* [TO BE DONE]
Below are the entries; output exactly the lines from the one containing "Find the black wire;" through the final line, inclusive.

Location identification items

>> Begin

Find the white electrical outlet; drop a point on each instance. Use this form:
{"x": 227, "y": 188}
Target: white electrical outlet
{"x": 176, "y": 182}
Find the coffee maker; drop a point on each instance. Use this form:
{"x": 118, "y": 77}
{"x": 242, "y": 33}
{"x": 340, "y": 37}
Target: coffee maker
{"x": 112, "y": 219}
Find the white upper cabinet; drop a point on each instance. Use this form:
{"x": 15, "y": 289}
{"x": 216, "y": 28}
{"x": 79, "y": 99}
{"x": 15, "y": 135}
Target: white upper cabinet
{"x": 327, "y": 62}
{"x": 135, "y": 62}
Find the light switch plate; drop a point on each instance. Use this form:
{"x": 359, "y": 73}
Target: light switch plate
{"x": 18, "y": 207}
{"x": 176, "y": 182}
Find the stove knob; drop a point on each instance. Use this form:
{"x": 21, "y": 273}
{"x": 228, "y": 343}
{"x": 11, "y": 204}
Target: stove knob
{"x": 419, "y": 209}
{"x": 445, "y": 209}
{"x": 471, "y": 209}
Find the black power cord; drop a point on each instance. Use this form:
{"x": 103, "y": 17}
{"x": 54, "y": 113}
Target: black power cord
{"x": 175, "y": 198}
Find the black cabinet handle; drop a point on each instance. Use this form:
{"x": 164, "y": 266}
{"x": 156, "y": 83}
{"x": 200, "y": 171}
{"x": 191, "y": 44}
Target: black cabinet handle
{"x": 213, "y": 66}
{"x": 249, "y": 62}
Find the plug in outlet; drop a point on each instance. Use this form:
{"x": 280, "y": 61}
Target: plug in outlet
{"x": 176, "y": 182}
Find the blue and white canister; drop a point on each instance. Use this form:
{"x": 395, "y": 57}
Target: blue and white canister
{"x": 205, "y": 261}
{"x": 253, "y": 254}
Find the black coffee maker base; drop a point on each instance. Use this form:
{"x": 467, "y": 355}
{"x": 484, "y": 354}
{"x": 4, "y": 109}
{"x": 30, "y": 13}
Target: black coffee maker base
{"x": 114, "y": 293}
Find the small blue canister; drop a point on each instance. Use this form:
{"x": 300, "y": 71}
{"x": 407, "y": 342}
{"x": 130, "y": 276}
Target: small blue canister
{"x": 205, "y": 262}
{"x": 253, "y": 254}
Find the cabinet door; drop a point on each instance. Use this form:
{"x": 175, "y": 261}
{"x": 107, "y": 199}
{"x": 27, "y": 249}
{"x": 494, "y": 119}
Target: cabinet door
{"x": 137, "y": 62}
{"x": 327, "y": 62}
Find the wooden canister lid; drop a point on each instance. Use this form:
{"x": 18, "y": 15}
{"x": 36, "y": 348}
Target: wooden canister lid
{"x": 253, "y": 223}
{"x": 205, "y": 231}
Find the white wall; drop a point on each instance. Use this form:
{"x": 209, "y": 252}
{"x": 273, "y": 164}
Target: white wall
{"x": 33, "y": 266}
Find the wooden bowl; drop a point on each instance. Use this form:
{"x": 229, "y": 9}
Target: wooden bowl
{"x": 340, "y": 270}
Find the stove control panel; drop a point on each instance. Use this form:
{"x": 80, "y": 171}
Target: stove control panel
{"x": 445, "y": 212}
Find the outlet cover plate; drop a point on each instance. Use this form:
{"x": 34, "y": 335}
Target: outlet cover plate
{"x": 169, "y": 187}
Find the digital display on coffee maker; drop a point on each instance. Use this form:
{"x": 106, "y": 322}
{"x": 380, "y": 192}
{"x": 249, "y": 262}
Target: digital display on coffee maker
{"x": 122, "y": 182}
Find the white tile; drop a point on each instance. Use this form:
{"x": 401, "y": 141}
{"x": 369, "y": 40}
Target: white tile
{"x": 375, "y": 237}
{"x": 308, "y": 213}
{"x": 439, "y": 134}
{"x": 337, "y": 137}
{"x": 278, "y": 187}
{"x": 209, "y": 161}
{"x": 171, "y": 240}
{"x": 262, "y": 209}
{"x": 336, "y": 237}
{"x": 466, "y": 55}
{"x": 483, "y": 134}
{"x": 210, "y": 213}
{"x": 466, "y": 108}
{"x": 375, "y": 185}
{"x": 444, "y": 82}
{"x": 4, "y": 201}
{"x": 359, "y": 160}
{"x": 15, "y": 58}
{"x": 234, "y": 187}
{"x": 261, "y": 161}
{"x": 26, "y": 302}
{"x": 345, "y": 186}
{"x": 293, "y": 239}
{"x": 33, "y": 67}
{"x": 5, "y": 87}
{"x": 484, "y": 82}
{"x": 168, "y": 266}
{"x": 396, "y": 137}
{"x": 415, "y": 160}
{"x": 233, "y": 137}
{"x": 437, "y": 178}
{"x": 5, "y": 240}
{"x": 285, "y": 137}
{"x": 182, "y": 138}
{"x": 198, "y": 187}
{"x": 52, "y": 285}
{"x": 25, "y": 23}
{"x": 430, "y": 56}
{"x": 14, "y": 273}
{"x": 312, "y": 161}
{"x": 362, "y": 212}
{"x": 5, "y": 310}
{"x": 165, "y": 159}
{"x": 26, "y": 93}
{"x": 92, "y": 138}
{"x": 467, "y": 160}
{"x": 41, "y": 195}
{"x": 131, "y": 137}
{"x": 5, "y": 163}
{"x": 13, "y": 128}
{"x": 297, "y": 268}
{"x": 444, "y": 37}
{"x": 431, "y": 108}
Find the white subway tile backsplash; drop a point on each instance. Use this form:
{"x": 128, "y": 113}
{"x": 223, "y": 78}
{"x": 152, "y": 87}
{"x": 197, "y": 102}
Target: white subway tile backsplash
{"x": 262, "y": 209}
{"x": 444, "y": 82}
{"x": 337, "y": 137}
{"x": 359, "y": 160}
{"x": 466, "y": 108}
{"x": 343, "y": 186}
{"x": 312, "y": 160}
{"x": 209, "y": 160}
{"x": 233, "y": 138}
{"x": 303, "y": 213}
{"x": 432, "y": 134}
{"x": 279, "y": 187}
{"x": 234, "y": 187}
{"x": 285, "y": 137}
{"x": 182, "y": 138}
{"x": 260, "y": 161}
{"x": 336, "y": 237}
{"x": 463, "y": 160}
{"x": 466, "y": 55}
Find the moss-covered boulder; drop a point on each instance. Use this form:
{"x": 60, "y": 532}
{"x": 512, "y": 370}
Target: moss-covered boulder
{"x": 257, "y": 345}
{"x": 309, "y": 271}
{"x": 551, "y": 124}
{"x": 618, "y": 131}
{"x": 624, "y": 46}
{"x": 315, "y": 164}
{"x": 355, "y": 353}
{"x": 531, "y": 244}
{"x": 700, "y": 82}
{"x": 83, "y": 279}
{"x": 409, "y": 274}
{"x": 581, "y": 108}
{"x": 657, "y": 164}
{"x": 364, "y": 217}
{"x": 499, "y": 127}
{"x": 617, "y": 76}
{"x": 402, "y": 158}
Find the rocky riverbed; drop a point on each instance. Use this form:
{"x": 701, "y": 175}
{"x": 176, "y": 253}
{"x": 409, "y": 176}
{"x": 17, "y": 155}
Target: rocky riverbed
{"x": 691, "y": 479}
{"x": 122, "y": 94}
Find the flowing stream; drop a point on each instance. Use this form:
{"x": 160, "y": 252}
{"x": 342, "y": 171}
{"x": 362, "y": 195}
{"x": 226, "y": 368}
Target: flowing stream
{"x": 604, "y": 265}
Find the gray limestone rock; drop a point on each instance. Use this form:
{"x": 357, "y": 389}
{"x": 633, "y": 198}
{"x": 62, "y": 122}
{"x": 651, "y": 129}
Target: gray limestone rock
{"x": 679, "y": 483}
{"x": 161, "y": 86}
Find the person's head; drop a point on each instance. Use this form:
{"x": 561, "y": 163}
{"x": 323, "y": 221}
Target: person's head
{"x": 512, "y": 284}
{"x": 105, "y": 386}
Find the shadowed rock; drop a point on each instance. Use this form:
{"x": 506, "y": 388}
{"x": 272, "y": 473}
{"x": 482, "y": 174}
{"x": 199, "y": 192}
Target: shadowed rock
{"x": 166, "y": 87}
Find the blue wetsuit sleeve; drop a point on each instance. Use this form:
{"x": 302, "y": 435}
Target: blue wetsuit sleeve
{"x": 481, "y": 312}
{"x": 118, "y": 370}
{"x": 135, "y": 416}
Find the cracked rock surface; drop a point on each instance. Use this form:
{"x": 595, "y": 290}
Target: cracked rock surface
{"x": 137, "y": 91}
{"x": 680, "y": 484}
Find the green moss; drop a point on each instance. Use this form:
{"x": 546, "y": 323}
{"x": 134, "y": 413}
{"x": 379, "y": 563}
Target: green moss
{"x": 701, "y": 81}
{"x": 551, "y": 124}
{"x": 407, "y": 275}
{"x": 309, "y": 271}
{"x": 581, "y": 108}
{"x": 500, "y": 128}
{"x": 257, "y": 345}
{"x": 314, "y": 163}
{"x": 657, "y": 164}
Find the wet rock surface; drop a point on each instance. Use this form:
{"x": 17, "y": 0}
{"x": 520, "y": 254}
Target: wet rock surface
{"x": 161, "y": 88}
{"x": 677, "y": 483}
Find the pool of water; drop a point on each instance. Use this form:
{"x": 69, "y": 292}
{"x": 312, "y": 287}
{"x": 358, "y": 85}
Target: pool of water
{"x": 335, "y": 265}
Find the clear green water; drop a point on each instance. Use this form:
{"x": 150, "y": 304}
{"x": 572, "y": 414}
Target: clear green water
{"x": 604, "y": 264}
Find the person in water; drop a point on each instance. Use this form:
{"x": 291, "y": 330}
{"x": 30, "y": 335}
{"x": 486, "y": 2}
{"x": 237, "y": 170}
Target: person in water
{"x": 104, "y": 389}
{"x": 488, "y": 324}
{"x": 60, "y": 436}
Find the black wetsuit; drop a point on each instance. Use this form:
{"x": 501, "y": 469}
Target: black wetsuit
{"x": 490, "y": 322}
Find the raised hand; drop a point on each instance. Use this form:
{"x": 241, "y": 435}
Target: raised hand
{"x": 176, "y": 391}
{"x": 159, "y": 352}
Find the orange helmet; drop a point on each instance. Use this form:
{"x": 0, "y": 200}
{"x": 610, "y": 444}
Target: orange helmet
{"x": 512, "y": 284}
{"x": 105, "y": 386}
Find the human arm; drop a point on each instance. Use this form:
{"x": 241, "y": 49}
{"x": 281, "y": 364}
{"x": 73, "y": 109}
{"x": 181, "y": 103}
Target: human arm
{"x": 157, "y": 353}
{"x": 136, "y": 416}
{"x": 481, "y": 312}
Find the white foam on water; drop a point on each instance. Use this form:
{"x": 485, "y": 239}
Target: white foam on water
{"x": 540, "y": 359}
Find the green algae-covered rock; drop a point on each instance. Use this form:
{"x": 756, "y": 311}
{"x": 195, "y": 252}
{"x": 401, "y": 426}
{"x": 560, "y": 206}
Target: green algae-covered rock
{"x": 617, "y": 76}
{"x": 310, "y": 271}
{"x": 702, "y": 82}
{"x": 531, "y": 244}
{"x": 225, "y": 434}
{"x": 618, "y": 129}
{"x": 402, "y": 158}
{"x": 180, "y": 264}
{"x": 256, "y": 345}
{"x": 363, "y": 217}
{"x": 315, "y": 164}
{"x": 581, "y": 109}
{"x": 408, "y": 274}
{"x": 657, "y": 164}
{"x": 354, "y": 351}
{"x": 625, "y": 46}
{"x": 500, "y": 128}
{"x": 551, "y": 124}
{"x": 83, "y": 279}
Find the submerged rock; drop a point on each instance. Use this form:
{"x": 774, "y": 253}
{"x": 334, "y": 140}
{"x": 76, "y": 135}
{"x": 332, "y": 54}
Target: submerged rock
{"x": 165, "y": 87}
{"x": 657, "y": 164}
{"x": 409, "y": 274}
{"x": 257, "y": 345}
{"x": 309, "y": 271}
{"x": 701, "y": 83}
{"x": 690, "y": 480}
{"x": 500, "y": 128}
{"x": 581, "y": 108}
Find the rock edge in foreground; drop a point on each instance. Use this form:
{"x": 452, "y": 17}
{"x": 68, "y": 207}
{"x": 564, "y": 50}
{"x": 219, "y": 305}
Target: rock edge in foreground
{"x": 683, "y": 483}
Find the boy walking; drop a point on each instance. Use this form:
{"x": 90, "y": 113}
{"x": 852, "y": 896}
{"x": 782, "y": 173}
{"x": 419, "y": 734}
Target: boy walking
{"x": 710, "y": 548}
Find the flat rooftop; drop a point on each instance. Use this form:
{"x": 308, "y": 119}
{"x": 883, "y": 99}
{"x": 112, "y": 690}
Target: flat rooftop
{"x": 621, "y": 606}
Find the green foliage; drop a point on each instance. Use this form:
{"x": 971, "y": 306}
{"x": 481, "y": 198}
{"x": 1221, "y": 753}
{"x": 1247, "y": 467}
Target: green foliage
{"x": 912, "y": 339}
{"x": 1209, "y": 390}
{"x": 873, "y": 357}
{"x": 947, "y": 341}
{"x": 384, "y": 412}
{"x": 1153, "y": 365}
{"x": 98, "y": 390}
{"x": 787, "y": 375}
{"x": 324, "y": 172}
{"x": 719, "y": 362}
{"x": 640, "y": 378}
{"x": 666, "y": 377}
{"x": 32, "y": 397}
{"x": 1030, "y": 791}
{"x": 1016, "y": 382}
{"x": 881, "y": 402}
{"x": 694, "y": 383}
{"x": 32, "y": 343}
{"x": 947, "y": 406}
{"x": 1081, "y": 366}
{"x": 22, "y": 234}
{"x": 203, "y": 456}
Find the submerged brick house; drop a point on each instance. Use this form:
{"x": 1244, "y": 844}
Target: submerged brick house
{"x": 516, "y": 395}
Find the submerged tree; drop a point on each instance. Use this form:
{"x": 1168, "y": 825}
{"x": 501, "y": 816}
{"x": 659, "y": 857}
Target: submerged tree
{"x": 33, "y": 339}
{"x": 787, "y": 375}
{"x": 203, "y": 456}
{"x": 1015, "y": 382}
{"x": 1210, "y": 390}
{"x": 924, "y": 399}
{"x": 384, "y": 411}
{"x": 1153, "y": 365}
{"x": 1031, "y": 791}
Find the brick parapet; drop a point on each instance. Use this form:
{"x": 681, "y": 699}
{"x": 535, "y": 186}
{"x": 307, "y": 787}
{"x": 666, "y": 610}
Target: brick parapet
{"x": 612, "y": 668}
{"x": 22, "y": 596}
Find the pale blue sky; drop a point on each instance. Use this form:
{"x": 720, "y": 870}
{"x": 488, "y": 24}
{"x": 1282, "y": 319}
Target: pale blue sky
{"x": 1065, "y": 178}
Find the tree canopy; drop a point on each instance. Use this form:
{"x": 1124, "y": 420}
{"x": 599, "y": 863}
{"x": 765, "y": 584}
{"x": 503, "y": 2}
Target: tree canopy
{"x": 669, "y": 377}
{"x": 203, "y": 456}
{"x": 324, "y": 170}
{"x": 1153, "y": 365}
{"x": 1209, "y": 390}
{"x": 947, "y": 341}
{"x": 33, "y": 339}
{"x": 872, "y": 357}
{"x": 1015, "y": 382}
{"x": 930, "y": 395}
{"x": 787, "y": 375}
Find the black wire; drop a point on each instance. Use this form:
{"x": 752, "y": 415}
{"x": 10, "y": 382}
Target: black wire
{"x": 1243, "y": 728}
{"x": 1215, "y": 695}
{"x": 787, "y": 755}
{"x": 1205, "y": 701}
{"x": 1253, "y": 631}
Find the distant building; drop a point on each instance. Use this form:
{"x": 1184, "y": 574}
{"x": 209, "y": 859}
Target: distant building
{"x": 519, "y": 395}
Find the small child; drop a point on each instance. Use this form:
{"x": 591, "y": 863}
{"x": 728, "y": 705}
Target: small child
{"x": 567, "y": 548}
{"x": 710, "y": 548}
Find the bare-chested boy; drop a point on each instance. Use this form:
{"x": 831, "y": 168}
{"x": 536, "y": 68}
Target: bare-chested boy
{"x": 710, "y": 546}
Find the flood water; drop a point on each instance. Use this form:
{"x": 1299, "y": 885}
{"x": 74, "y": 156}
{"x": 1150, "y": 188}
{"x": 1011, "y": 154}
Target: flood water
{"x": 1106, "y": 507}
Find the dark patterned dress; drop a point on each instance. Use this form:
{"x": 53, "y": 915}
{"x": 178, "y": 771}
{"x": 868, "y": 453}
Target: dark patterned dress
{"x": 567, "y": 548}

>> End

* [CORRECT OUTPUT]
Find the black wire; drop a point on each instance. Use this form:
{"x": 752, "y": 415}
{"x": 10, "y": 382}
Target: black wire
{"x": 1243, "y": 728}
{"x": 1215, "y": 695}
{"x": 787, "y": 755}
{"x": 1205, "y": 701}
{"x": 1253, "y": 631}
Find the distant building; drop a point on each instance. Use this form:
{"x": 1184, "y": 574}
{"x": 209, "y": 859}
Target: distant building
{"x": 519, "y": 395}
Find the small child; drop a point on each instance. Use this form:
{"x": 591, "y": 863}
{"x": 728, "y": 705}
Target: small child
{"x": 567, "y": 548}
{"x": 710, "y": 548}
Find the bare-chested boy; drop a point on each instance. Use this form:
{"x": 831, "y": 168}
{"x": 536, "y": 68}
Target: bare-chested boy
{"x": 710, "y": 546}
Find the flood water; drop a point on each instance. Use this form:
{"x": 1299, "y": 885}
{"x": 74, "y": 156}
{"x": 1150, "y": 188}
{"x": 1011, "y": 154}
Target: flood water
{"x": 1106, "y": 507}
Find the dark patterned dress; drop a point on each instance. Use this form:
{"x": 53, "y": 915}
{"x": 178, "y": 771}
{"x": 868, "y": 453}
Target: dark patterned dress
{"x": 567, "y": 548}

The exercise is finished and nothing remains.